Systolic Gauss-Jordan

This folder contains the current RTL for the systolic Gauss-Jordan path in rtl/systolic_gauss_jordan/.

Role

This subsystem implements the available GF(2) elimination kernel introduced on the project homepage. It streams rows of the augmented system [A | B] through a lifted trapezoidal mesh whose processing elements perform pivot detection, row updates, and reduction using only local state and nearest-neighbor communication.

Available surface

The reference top solves A x = B by streaming rows of [A | B] into the mesh. The only architectural output exposed by the reference top is the bottom boundary trace data_bottom_o.

• [RECORDS SUPPLIED]:

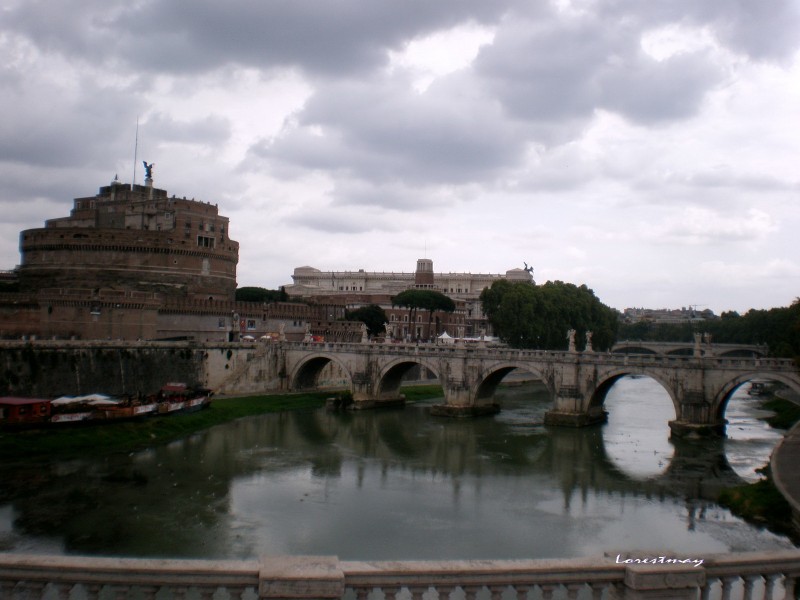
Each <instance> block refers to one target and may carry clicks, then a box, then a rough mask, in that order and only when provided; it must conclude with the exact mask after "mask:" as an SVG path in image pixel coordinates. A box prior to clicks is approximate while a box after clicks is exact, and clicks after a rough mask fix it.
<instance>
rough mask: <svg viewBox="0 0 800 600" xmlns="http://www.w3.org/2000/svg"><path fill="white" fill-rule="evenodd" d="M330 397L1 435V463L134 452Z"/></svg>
mask: <svg viewBox="0 0 800 600" xmlns="http://www.w3.org/2000/svg"><path fill="white" fill-rule="evenodd" d="M329 395H330V393H324V392H318V393H313V394H283V395H276V396H249V397H246V398H221V399H212V402H211V406H209V407H208V408H206V409H205V410H202V411H199V412H196V413H188V414H178V415H172V416H165V417H149V418H147V419H144V420H141V421H126V422H123V423H104V424H102V425H86V426H74V427H73V426H66V427H63V428H58V429H54V428H50V429H48V428H42V429H30V430H24V431H6V432H1V433H0V459H3V460H9V459H11V460H13V459H29V458H32V457H36V456H39V457H41V456H59V457H65V456H76V455H80V454H85V453H87V452H91V453H93V454H103V453H111V452H132V451H135V450H140V449H143V448H147V447H149V446H156V445H159V444H163V443H167V442H170V441H172V440H176V439H180V438H183V437H186V436H188V435H191V434H192V433H194V432H196V431H200V430H202V429H207V428H209V427H212V426H214V425H218V424H220V423H225V422H227V421H232V420H234V419H238V418H241V417H247V416H252V415H259V414H265V413H270V412H281V411H286V410H301V409H315V408H320V407H322V406H324V404H325V398H326V397H327V396H329Z"/></svg>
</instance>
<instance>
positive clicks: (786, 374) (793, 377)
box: [714, 371, 800, 421]
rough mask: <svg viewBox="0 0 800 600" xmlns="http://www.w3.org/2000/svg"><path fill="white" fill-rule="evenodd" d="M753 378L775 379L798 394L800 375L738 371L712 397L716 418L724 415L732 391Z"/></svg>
mask: <svg viewBox="0 0 800 600" xmlns="http://www.w3.org/2000/svg"><path fill="white" fill-rule="evenodd" d="M754 379H762V380H763V379H766V380H769V381H776V382H778V383H782V384H784V385H785V386H786V387H788V388H789V389H791V390H792V391H793V392H795V393H796V394H798V395H800V377H798V376H794V377H792V376H790V375H787V374H783V373H765V372H759V371H752V372H748V373H740V374H738V375H736V376H735V377H733V378H731V379H729V380H728V381H727V382H725V383H724V384H723V385H722V387H721V388H720V390H719V392H717V394H716V397H715V398H714V407H715V411H716V415H717V418H718V420H720V421H722V419H723V418H724V417H725V411H726V410H727V408H728V402H730V399H731V397H732V396H733V394H734V392H735V391H736V390H737V389H738V388H739V387H740V386H741V385H743V384H745V383H747V382H748V381H752V380H754Z"/></svg>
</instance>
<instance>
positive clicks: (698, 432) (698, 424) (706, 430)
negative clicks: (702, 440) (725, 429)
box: [669, 386, 726, 439]
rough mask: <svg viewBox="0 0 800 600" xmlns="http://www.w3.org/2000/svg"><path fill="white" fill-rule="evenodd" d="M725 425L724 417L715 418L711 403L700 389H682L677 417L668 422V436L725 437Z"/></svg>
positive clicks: (724, 420)
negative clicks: (668, 424) (700, 390)
mask: <svg viewBox="0 0 800 600" xmlns="http://www.w3.org/2000/svg"><path fill="white" fill-rule="evenodd" d="M698 387H699V386H698ZM725 425H726V421H725V420H724V419H723V420H721V421H720V420H717V418H716V415H715V411H713V410H712V405H711V403H710V402H708V401H707V400H706V396H705V394H704V393H703V392H702V391H700V390H699V389H695V390H691V389H689V390H683V393H682V394H681V395H680V397H679V400H678V407H677V417H676V419H675V420H674V421H670V422H669V428H670V432H671V434H670V437H676V438H687V439H696V438H704V437H717V436H718V437H725Z"/></svg>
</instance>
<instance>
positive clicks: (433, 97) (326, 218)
mask: <svg viewBox="0 0 800 600" xmlns="http://www.w3.org/2000/svg"><path fill="white" fill-rule="evenodd" d="M0 11H1V12H0V52H1V54H0V55H1V56H2V57H3V59H2V60H1V61H0V108H2V111H1V112H0V202H2V203H3V205H4V206H3V209H4V210H3V214H4V215H5V218H4V219H3V222H2V231H1V232H0V233H2V236H0V257H1V258H2V263H0V268H5V269H11V268H13V267H14V266H15V265H16V264H18V263H19V251H18V236H19V232H20V231H21V230H22V229H26V228H32V227H41V226H43V224H44V220H45V219H48V218H54V217H60V216H66V215H68V214H69V210H70V208H71V206H72V199H73V198H74V197H79V196H89V195H93V194H95V193H96V192H97V188H98V187H100V186H101V185H107V184H108V183H109V182H110V181H111V180H112V179H113V178H114V175H115V174H119V178H120V180H122V181H123V182H130V181H131V180H132V179H133V176H134V166H135V165H134V160H133V156H134V141H135V136H136V122H137V118H138V120H139V148H138V158H139V164H138V165H136V181H137V183H143V179H144V173H143V168H142V167H141V160H142V159H144V160H147V161H148V162H152V163H155V167H154V169H153V176H154V180H155V185H156V186H157V187H160V188H163V189H166V190H168V192H169V193H170V194H173V193H174V194H176V195H178V196H187V197H190V198H191V197H194V198H196V199H198V200H205V201H209V202H212V203H217V204H219V207H220V212H221V213H222V214H224V215H226V216H228V217H229V218H230V220H231V225H230V234H231V237H232V238H233V239H235V240H237V241H239V243H240V245H241V250H240V257H239V258H240V260H239V268H238V282H239V285H240V286H249V285H256V286H263V287H268V288H275V287H277V286H280V285H282V284H286V283H291V274H292V271H293V269H294V268H295V267H298V266H303V265H310V266H313V267H317V268H319V269H322V270H357V269H359V268H363V269H365V270H367V271H382V270H386V271H406V272H409V271H413V270H414V267H415V264H416V259H417V258H422V257H427V258H430V259H432V260H433V262H434V269H435V270H436V271H444V272H451V271H452V272H462V271H468V272H473V273H477V272H482V273H486V272H489V273H504V272H505V271H506V270H507V269H511V268H516V267H522V266H523V261H524V262H527V263H528V264H529V265H532V266H533V267H534V268H535V272H534V276H535V279H536V281H537V282H538V283H543V282H545V281H547V280H555V279H559V280H562V281H568V282H572V283H576V284H581V283H585V284H586V285H588V286H589V287H591V288H592V289H594V291H595V293H596V294H597V295H598V296H599V297H600V299H601V300H602V301H603V302H605V303H606V304H608V305H610V306H613V307H615V308H619V309H622V308H625V307H630V306H644V307H651V308H660V307H681V306H689V305H698V306H699V307H701V308H706V307H707V308H711V309H712V310H714V311H715V312H717V313H719V312H721V311H723V310H731V309H733V310H738V311H740V312H742V311H745V310H747V309H748V308H770V307H774V306H787V305H789V304H790V303H791V302H792V301H793V300H794V299H795V298H796V297H798V296H800V247H799V246H798V241H797V239H798V236H800V0H703V1H700V2H699V1H698V0H648V1H647V2H642V1H641V0H552V1H551V2H546V1H533V0H492V1H490V2H489V1H486V0H436V1H435V2H431V1H430V0H405V1H403V2H398V1H397V0H326V1H324V2H322V1H321V2H310V1H305V0H227V1H225V2H221V1H219V0H216V1H213V2H212V1H211V0H127V1H125V2H118V1H114V0H73V1H70V2H64V1H61V0H0Z"/></svg>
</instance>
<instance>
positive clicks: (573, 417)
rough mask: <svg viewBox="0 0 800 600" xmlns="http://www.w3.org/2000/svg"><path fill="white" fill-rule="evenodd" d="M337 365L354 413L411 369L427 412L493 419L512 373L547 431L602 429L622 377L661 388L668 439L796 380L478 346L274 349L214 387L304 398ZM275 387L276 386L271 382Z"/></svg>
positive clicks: (691, 358)
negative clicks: (271, 390)
mask: <svg viewBox="0 0 800 600" xmlns="http://www.w3.org/2000/svg"><path fill="white" fill-rule="evenodd" d="M331 365H335V366H336V367H337V368H338V370H340V371H341V372H342V373H343V374H344V375H345V379H347V380H348V381H349V382H350V384H349V385H350V391H351V392H352V394H353V401H354V408H371V407H375V406H380V405H392V404H400V403H402V402H403V396H402V395H401V394H400V385H401V382H402V379H403V375H404V374H406V373H407V372H408V371H409V370H411V369H412V368H414V367H416V366H417V365H419V366H421V367H424V368H425V369H428V370H429V371H431V372H432V373H434V374H435V375H436V377H437V378H438V381H439V383H440V384H441V386H442V391H443V394H444V400H445V402H444V404H442V405H439V406H438V407H436V408H435V410H434V412H435V413H438V414H441V415H448V416H471V415H478V414H486V413H492V412H496V411H497V410H499V407H498V405H497V404H496V403H495V401H494V393H495V390H496V389H497V386H498V385H499V384H500V383H501V382H502V380H503V378H504V377H505V376H506V375H508V374H509V373H511V372H512V371H515V370H520V371H524V372H527V373H529V374H530V375H531V376H532V377H533V378H535V379H538V380H540V381H542V382H543V383H544V385H545V386H546V387H547V389H548V391H549V393H550V396H551V398H552V400H553V407H552V409H551V410H550V411H549V412H548V413H547V415H546V420H545V423H546V424H550V425H567V426H574V427H581V426H585V425H591V424H594V423H599V422H603V421H604V420H605V417H606V413H605V411H604V409H603V402H604V400H605V397H606V394H607V393H608V391H609V390H610V389H611V387H612V386H613V385H614V383H615V382H616V381H617V380H619V379H620V378H622V377H625V376H627V375H641V376H646V377H650V378H652V379H654V380H656V381H657V382H659V383H660V384H661V385H662V386H663V387H664V389H665V390H666V391H667V393H668V394H669V396H670V398H671V400H672V403H673V405H674V408H675V414H676V419H675V420H674V421H671V422H670V428H671V430H672V433H673V435H676V436H684V435H706V434H724V431H725V418H724V413H725V408H726V406H727V403H728V400H729V399H730V397H731V396H732V394H733V392H734V391H735V390H736V389H737V388H738V387H739V386H741V385H742V384H744V383H746V382H747V381H750V380H752V379H768V380H772V381H777V382H780V383H783V384H785V385H786V386H788V387H789V388H791V389H792V390H794V391H795V392H798V393H800V373H799V372H798V369H797V367H796V366H795V364H794V362H793V361H791V360H789V359H768V358H759V357H755V358H746V357H735V358H726V357H721V356H717V355H715V354H714V353H709V354H704V355H701V356H670V355H657V354H649V355H636V354H616V353H597V352H592V351H588V352H587V351H584V352H576V351H568V352H552V351H544V350H516V349H510V348H505V347H503V348H499V347H486V346H483V345H480V344H476V345H468V346H466V345H448V346H441V345H428V344H421V345H412V344H370V343H360V344H358V343H310V342H309V343H306V342H278V343H271V344H265V345H261V346H259V347H257V348H255V349H254V350H253V351H252V352H251V353H250V355H249V356H247V358H246V360H245V361H243V362H241V364H239V365H238V366H236V367H235V368H234V370H233V371H232V372H231V373H230V374H229V375H228V376H227V377H226V378H225V379H224V380H223V381H220V382H219V385H212V387H215V388H216V389H218V390H219V391H223V392H233V391H243V390H246V391H258V390H259V389H262V390H264V391H266V390H274V389H282V390H285V391H299V390H310V389H315V388H317V387H318V385H317V382H318V379H319V376H320V373H322V372H323V370H324V369H325V368H326V367H330V366H331ZM276 378H277V379H276Z"/></svg>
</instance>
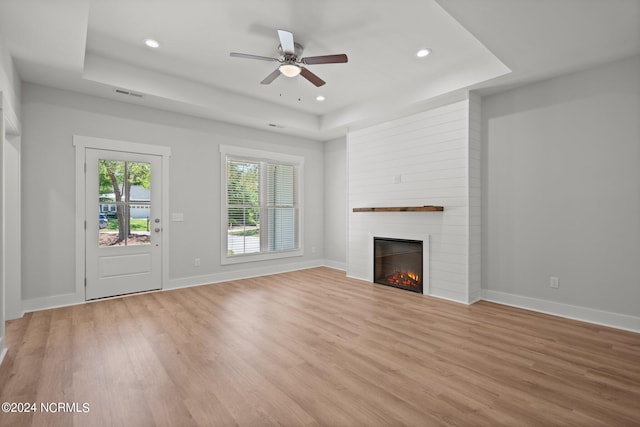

• [LIST OF TASKS]:
a) Answer these from the systolic Gauss-Jordan page:
(i) In which folder is the current RTL for the systolic Gauss-Jordan path?
(ii) Over what field does the elimination kernel work?
(iii) What is the only architectural output that the reference top exposes?
b) Reproduce the passage of the systolic Gauss-Jordan page word for word, beginning at "This folder contains" and ending at "boundary trace data_bottom_o.".
c) According to the systolic Gauss-Jordan page, which operations do the processing elements of the mesh perform? List every one.

• [ANSWERS FOR THE EXERCISE]:
a)
(i) rtl/systolic_gauss_jordan/
(ii) GF(2)
(iii) The bottom boundary trace data_bottom_o

b)
This folder contains the current RTL for the systolic Gauss-Jordan path in rtl/systolic_gauss_jordan/.

Role

This subsystem implements the available GF(2) elimination kernel introduced on the project homepage. It streams rows of the augmented system [A | B] through a lifted trapezoidal mesh whose processing elements perform pivot detection, row updates, and reduction using only local state and nearest-neighbor communication.

Available surface

The reference top solves A x = B by streaming rows of [A | B] into the mesh. The only architectural output exposed by the reference top is the bottom boundary trace data_bottom_o.

c)
- Pivot detection
- Row updates
- Reduction